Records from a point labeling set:

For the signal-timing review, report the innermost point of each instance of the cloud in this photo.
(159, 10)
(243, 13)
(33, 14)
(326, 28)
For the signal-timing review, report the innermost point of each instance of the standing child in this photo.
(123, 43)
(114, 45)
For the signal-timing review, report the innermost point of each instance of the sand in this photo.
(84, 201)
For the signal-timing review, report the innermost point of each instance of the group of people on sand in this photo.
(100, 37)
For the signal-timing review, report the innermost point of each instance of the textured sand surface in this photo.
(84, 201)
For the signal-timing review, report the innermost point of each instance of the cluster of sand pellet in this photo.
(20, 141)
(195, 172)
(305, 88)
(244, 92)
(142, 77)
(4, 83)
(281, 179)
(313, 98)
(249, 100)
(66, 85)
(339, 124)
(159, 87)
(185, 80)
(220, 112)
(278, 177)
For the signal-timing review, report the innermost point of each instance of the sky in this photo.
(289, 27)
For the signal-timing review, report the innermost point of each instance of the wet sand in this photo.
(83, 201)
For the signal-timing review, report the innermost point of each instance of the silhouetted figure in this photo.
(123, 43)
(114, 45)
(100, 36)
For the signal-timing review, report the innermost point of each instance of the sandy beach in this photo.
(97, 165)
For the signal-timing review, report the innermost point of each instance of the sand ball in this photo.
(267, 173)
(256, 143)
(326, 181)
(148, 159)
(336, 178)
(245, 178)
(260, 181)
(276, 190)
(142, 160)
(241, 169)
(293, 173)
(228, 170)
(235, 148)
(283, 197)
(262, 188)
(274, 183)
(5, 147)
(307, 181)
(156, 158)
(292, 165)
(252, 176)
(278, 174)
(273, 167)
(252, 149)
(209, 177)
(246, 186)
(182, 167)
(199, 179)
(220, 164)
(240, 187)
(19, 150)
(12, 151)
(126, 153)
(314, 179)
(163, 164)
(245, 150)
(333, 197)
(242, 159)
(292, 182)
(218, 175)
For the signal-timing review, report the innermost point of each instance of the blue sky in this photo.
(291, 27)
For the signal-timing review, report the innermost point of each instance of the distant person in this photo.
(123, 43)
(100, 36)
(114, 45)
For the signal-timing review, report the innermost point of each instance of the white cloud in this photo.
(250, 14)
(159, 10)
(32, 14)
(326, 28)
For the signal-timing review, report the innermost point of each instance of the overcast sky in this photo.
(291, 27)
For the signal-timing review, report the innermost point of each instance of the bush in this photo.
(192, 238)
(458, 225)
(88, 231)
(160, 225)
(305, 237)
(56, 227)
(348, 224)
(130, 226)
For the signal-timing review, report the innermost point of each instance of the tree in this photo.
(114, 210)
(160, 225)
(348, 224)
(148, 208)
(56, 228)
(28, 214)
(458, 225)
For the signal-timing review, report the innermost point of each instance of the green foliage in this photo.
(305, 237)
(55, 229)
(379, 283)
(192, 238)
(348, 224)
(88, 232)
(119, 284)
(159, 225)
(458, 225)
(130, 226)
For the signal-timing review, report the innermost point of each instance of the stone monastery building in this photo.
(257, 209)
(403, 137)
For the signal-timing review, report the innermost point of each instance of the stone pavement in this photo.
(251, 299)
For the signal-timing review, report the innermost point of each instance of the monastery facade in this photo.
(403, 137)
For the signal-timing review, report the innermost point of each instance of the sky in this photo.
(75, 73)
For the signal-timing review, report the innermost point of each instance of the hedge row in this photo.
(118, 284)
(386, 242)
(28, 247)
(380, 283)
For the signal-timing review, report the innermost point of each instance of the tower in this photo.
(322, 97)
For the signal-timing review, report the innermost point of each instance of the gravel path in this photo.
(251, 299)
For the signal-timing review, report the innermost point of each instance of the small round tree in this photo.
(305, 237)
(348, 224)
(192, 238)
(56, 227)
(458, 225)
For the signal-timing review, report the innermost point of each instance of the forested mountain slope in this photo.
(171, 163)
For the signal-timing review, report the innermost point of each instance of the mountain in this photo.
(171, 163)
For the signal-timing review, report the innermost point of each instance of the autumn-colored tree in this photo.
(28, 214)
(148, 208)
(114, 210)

▶ **YOUR OBJECTIVE**
Every entry should be output exactly as written, please.

▶ **REPLY**
For the signal-timing review, report the innermost point of each instance of the cloud in this photo.
(159, 10)
(243, 13)
(33, 14)
(326, 28)
For the signal-timing review, report the innermost point of each instance of the standing child in this photo.
(123, 43)
(114, 45)
For the signal-timing review, report the innermost point of each instance of the sand in this photo.
(84, 201)
For the signal-timing review, report the innermost point of each instance of the group of people on sand in this photo.
(100, 37)
For the signal-timing review, report the innermost point of each instance of the textured sand surface in this photo.
(84, 201)
For the signal-timing review, report the innermost point of each instance of the cluster of sand pellet in this photo.
(20, 141)
(195, 172)
(305, 88)
(244, 92)
(142, 77)
(4, 83)
(281, 179)
(313, 98)
(249, 100)
(66, 85)
(339, 124)
(159, 87)
(185, 80)
(220, 112)
(278, 177)
For the signal-timing review, report the innermost point of each instance of the sky in this photo.
(289, 27)
For the signal-timing review, report the innermost point of each instance of the wet sand in this photo.
(83, 201)
For the signal-timing review, report the innermost point of each instance of the silhouetted figure in this photo.
(123, 43)
(114, 45)
(100, 36)
For the signal-timing review, report the innermost point of each instance of the sandy beach in this photo.
(97, 165)
For the signal-timing review, report the innermost point of each instance of the sand ball in this photo.
(267, 173)
(256, 143)
(326, 181)
(148, 159)
(336, 178)
(245, 178)
(260, 181)
(276, 190)
(142, 160)
(241, 169)
(293, 173)
(228, 170)
(235, 148)
(283, 197)
(262, 188)
(274, 183)
(5, 147)
(307, 181)
(156, 158)
(292, 165)
(252, 176)
(278, 174)
(273, 167)
(252, 149)
(209, 177)
(246, 186)
(182, 167)
(199, 179)
(220, 164)
(240, 187)
(19, 150)
(12, 151)
(126, 153)
(314, 179)
(163, 164)
(245, 150)
(333, 197)
(242, 159)
(292, 182)
(218, 175)
For the signal-timing review, report the innermost point of each instance of the blue sky in this photo.
(291, 27)
For the signal-timing review, report the innermost point of each instance of the distant person in this photo.
(123, 43)
(100, 36)
(114, 45)
For the signal-timing review, report the innermost point of each instance of the white cloud in this photo.
(250, 14)
(159, 10)
(32, 14)
(326, 28)
For the signal-timing review, report the innermost point of each instance of the overcast sky in this photo.
(291, 27)
For the signal-timing review, report the innermost point of each instance of the bush in this photo.
(192, 238)
(458, 225)
(88, 231)
(160, 225)
(305, 237)
(56, 227)
(348, 224)
(130, 226)
For the signal-timing review, report the innermost point of each instance of the tree in this photo.
(114, 210)
(160, 225)
(348, 224)
(148, 208)
(56, 228)
(28, 214)
(458, 225)
For the signal-timing review, report the innermost point of each instance of the green foliage in this photo.
(305, 237)
(55, 229)
(379, 283)
(192, 238)
(348, 224)
(88, 232)
(119, 284)
(159, 225)
(458, 225)
(130, 226)
For the signal-timing review, report the innermost point of each instance of the stone monastery building in this photo.
(257, 209)
(403, 137)
For the signal-timing review, report the innermost point of each instance of the stone pavement in this photo.
(251, 299)
For the signal-timing review, report the innermost point of each instance of the monastery facade in this photo.
(403, 137)
For the signal-timing review, report the innermost point of each instance of the sky in this photo.
(75, 73)
For the signal-timing review, report the innermost point of each instance of the hedge row in this photo.
(118, 284)
(386, 242)
(28, 247)
(380, 283)
For the signal-timing review, report the innermost point of each instance of the tower in this photo.
(322, 97)
For the signal-timing review, report the innermost point of each instance of the gravel path in this photo.
(251, 299)
For the signal-timing review, report the innermost point of each instance of the small round tree in this photo.
(305, 237)
(348, 224)
(192, 238)
(56, 227)
(458, 225)
For the signal-timing review, report the innermost point of each instance of the forested mountain slope in this photo.
(171, 163)
For the signal-timing review, report the innermost point of each instance of the mountain in this photo.
(171, 163)
For the signal-timing review, report the innermost point of each instance of the autumn-colored tree in this photo.
(28, 214)
(148, 208)
(114, 210)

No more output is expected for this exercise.